Directions:
Rewrite every line from the one containing "Mark each instance of the bicycle front" down to the last of the entries, putting "single dot" wherever "single pin" appears and leaving everything else unchanged.

=== Data section ===

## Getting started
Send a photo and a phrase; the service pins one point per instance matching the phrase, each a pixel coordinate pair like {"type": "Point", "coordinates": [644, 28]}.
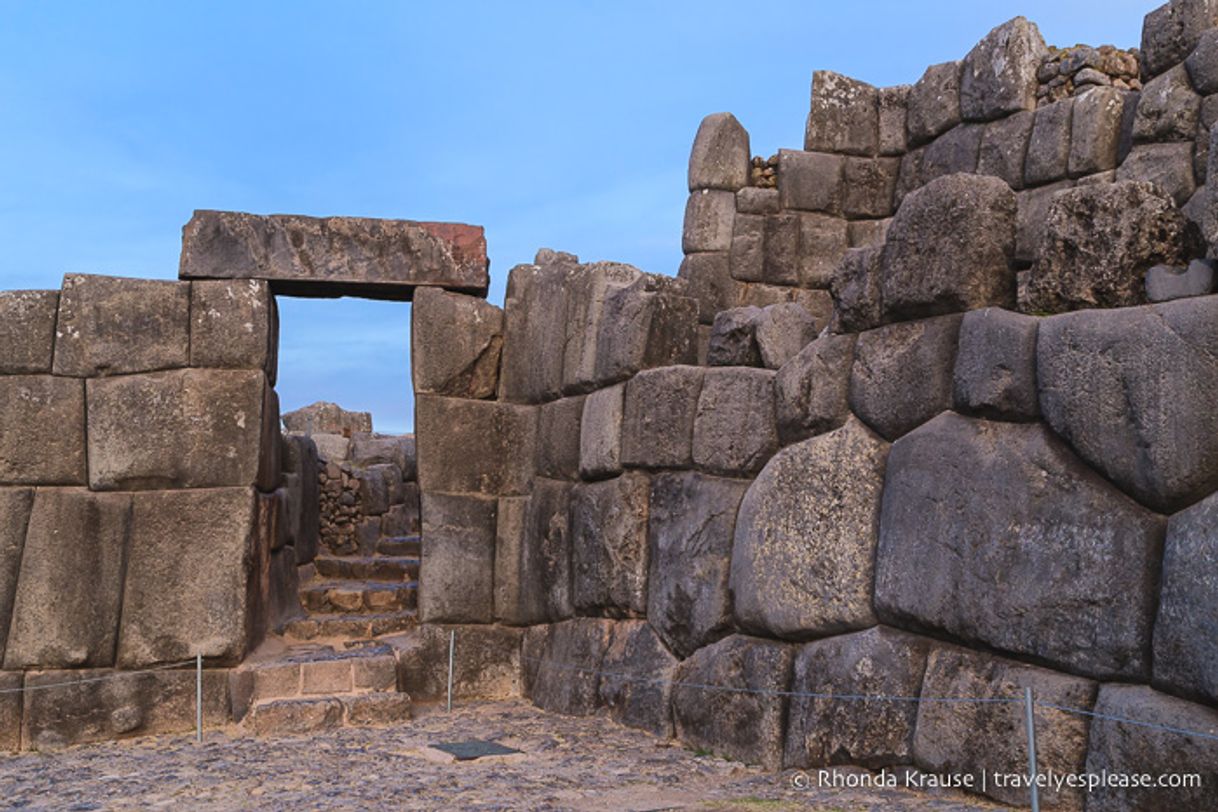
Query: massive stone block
{"type": "Point", "coordinates": [457, 567]}
{"type": "Point", "coordinates": [42, 430]}
{"type": "Point", "coordinates": [658, 423]}
{"type": "Point", "coordinates": [811, 388]}
{"type": "Point", "coordinates": [562, 664]}
{"type": "Point", "coordinates": [1121, 748]}
{"type": "Point", "coordinates": [70, 589]}
{"type": "Point", "coordinates": [999, 76]}
{"type": "Point", "coordinates": [971, 738]}
{"type": "Point", "coordinates": [454, 345]}
{"type": "Point", "coordinates": [532, 556]}
{"type": "Point", "coordinates": [636, 679]}
{"type": "Point", "coordinates": [720, 155]}
{"type": "Point", "coordinates": [109, 325]}
{"type": "Point", "coordinates": [1143, 416]}
{"type": "Point", "coordinates": [609, 553]}
{"type": "Point", "coordinates": [903, 374]}
{"type": "Point", "coordinates": [870, 733]}
{"type": "Point", "coordinates": [334, 256]}
{"type": "Point", "coordinates": [692, 521]}
{"type": "Point", "coordinates": [182, 429]}
{"type": "Point", "coordinates": [844, 116]}
{"type": "Point", "coordinates": [934, 102]}
{"type": "Point", "coordinates": [1100, 240]}
{"type": "Point", "coordinates": [805, 537]}
{"type": "Point", "coordinates": [995, 371]}
{"type": "Point", "coordinates": [195, 577]}
{"type": "Point", "coordinates": [1185, 651]}
{"type": "Point", "coordinates": [970, 504]}
{"type": "Point", "coordinates": [735, 430]}
{"type": "Point", "coordinates": [234, 324]}
{"type": "Point", "coordinates": [474, 446]}
{"type": "Point", "coordinates": [27, 331]}
{"type": "Point", "coordinates": [732, 704]}
{"type": "Point", "coordinates": [949, 248]}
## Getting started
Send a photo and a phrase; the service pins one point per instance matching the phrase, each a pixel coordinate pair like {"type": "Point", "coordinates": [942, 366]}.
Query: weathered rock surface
{"type": "Point", "coordinates": [903, 374]}
{"type": "Point", "coordinates": [457, 567]}
{"type": "Point", "coordinates": [334, 256]}
{"type": "Point", "coordinates": [805, 537]}
{"type": "Point", "coordinates": [1185, 654]}
{"type": "Point", "coordinates": [658, 421]}
{"type": "Point", "coordinates": [1134, 749]}
{"type": "Point", "coordinates": [970, 738]}
{"type": "Point", "coordinates": [636, 681]}
{"type": "Point", "coordinates": [474, 446]}
{"type": "Point", "coordinates": [1140, 418]}
{"type": "Point", "coordinates": [949, 248]}
{"type": "Point", "coordinates": [999, 76]}
{"type": "Point", "coordinates": [180, 429]}
{"type": "Point", "coordinates": [995, 371]}
{"type": "Point", "coordinates": [720, 155]}
{"type": "Point", "coordinates": [970, 504]}
{"type": "Point", "coordinates": [100, 315]}
{"type": "Point", "coordinates": [692, 521]}
{"type": "Point", "coordinates": [811, 388]}
{"type": "Point", "coordinates": [27, 331]}
{"type": "Point", "coordinates": [609, 553]}
{"type": "Point", "coordinates": [234, 324]}
{"type": "Point", "coordinates": [870, 733]}
{"type": "Point", "coordinates": [1100, 240]}
{"type": "Point", "coordinates": [456, 341]}
{"type": "Point", "coordinates": [71, 586]}
{"type": "Point", "coordinates": [42, 430]}
{"type": "Point", "coordinates": [720, 711]}
{"type": "Point", "coordinates": [194, 577]}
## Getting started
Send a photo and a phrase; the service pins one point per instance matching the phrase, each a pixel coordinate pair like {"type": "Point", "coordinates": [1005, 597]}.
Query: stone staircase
{"type": "Point", "coordinates": [359, 597]}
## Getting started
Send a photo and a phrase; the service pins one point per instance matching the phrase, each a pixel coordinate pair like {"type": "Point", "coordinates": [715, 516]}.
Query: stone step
{"type": "Point", "coordinates": [355, 597]}
{"type": "Point", "coordinates": [311, 715]}
{"type": "Point", "coordinates": [368, 567]}
{"type": "Point", "coordinates": [327, 626]}
{"type": "Point", "coordinates": [409, 546]}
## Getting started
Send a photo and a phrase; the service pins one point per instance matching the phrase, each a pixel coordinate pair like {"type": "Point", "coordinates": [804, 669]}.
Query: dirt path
{"type": "Point", "coordinates": [566, 763]}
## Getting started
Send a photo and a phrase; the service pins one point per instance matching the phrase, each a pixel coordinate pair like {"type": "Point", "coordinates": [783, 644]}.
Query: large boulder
{"type": "Point", "coordinates": [42, 430]}
{"type": "Point", "coordinates": [1185, 651]}
{"type": "Point", "coordinates": [182, 429]}
{"type": "Point", "coordinates": [71, 586]}
{"type": "Point", "coordinates": [730, 699]}
{"type": "Point", "coordinates": [195, 577]}
{"type": "Point", "coordinates": [110, 325]}
{"type": "Point", "coordinates": [27, 331]}
{"type": "Point", "coordinates": [950, 247]}
{"type": "Point", "coordinates": [1138, 731]}
{"type": "Point", "coordinates": [1100, 240]}
{"type": "Point", "coordinates": [970, 504]}
{"type": "Point", "coordinates": [903, 374]}
{"type": "Point", "coordinates": [1143, 416]}
{"type": "Point", "coordinates": [609, 553]}
{"type": "Point", "coordinates": [692, 520]}
{"type": "Point", "coordinates": [999, 76]}
{"type": "Point", "coordinates": [456, 341]}
{"type": "Point", "coordinates": [805, 537]}
{"type": "Point", "coordinates": [823, 731]}
{"type": "Point", "coordinates": [971, 738]}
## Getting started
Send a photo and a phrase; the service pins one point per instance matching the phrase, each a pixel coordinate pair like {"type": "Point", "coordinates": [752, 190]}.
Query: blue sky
{"type": "Point", "coordinates": [552, 124]}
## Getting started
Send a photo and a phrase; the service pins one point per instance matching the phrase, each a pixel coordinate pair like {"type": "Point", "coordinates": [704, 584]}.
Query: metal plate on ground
{"type": "Point", "coordinates": [474, 749]}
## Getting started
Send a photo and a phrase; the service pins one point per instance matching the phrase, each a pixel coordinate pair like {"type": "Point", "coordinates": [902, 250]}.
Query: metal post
{"type": "Point", "coordinates": [199, 698]}
{"type": "Point", "coordinates": [452, 648]}
{"type": "Point", "coordinates": [1032, 750]}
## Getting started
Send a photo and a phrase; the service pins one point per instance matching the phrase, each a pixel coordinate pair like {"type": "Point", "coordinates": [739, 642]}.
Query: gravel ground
{"type": "Point", "coordinates": [566, 763]}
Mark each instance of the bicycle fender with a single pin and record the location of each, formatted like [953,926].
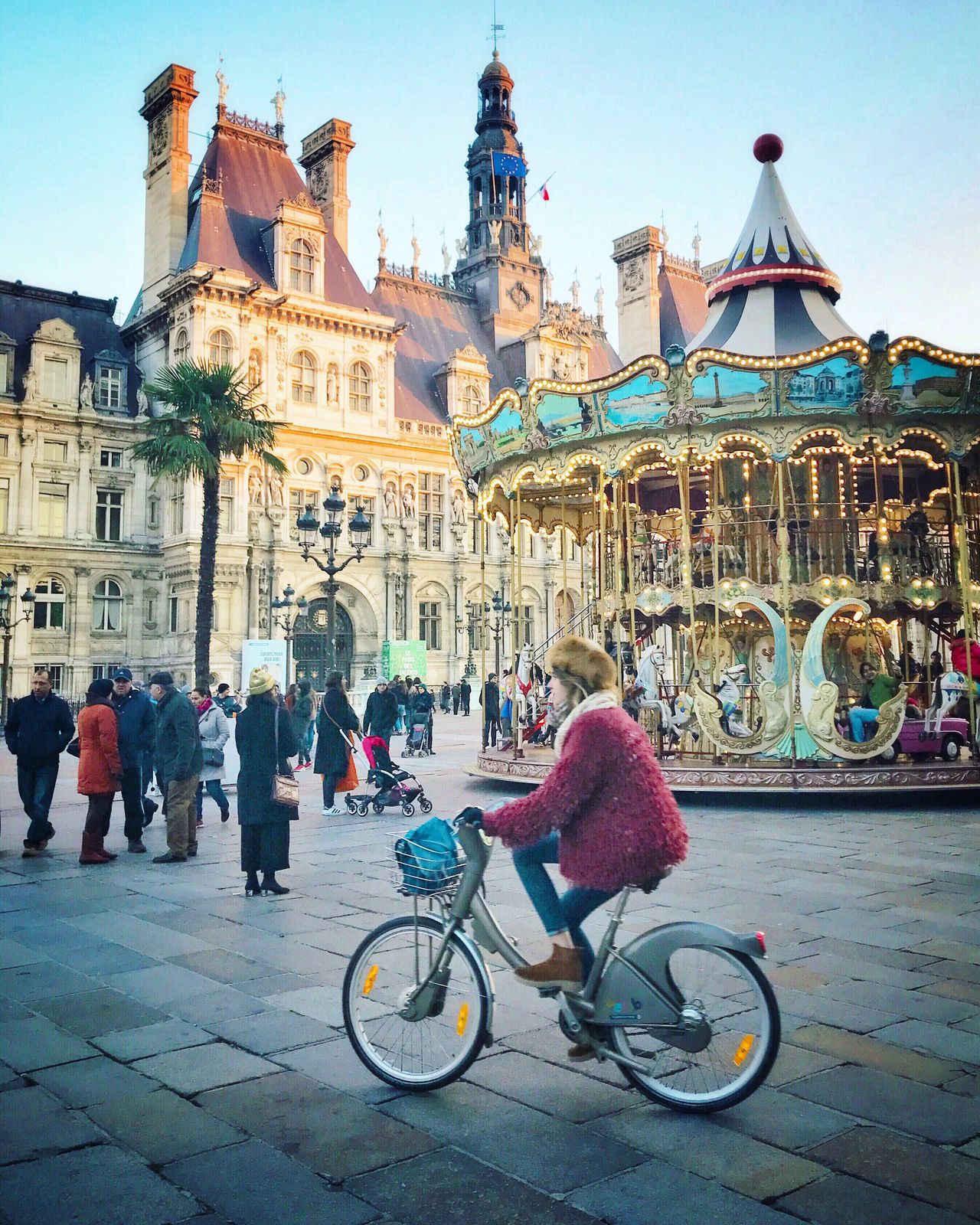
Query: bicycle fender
[625,998]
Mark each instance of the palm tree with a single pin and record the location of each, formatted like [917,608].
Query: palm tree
[211,414]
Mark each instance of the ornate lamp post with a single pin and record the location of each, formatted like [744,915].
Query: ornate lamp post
[9,622]
[286,618]
[501,612]
[359,531]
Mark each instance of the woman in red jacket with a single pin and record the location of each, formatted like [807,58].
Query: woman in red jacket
[604,814]
[100,769]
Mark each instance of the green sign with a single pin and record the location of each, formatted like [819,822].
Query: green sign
[404,657]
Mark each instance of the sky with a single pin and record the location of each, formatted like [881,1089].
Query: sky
[635,108]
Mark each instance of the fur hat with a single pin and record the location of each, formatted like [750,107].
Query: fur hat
[585,662]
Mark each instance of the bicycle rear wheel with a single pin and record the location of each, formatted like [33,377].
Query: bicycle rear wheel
[424,1054]
[737,1001]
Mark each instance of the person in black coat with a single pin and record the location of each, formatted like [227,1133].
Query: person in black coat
[265,825]
[334,750]
[381,714]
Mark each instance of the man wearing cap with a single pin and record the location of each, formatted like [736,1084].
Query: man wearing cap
[138,734]
[179,763]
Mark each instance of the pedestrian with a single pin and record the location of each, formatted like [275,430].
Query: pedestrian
[38,729]
[381,712]
[336,718]
[303,718]
[214,730]
[100,769]
[604,814]
[179,761]
[265,824]
[138,735]
[490,704]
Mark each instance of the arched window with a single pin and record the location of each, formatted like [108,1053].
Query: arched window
[302,267]
[107,606]
[222,348]
[471,401]
[49,604]
[359,387]
[304,377]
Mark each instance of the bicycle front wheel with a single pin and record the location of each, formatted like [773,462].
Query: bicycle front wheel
[414,1054]
[743,1037]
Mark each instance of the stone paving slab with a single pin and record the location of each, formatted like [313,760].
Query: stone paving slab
[163,1127]
[253,1184]
[912,1108]
[92,1186]
[204,1067]
[331,1132]
[904,1165]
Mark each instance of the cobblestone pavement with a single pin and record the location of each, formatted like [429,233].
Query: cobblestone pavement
[172,1051]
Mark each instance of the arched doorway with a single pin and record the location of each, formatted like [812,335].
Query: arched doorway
[312,648]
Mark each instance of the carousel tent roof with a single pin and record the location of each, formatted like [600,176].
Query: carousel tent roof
[775,296]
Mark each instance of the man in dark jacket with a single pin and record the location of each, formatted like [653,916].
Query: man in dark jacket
[179,763]
[138,737]
[490,704]
[381,712]
[40,728]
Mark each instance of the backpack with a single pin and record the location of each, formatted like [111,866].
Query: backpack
[428,858]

===

Written solution:
Mark each instance of the bicycle front wheel with a single dot and record the location of each, formatted like [773,462].
Query: bicycle front wheel
[414,1054]
[743,1037]
Mark each instance of the stone paving slab with a single dot and record the location of each, formatted like [313,760].
Query: stone paving slab
[163,1127]
[253,1184]
[912,1108]
[92,1186]
[204,1067]
[331,1132]
[904,1165]
Mark each instance of the cobblestone pavement with a single dot and record the location of each, formatted like [429,233].
Query: cobblestone pavement
[172,1051]
Mark each instance of the arched doorway with a single dot and record the location of each, formatted like [812,335].
Query: arched doorway
[312,648]
Mark each instance of the carousel tent roof with a single dot and record the location of each, formatted like [600,176].
Query: carousel tent roof
[775,296]
Mark each instance of the man in dark jacket with a single dot and record the location of each, formatted like [653,916].
Query: man in dark jacket
[179,763]
[138,737]
[490,704]
[381,712]
[40,728]
Mark each instance of the backpack with a single dot and record the location of each, formatted like [111,866].
Query: backpack
[428,858]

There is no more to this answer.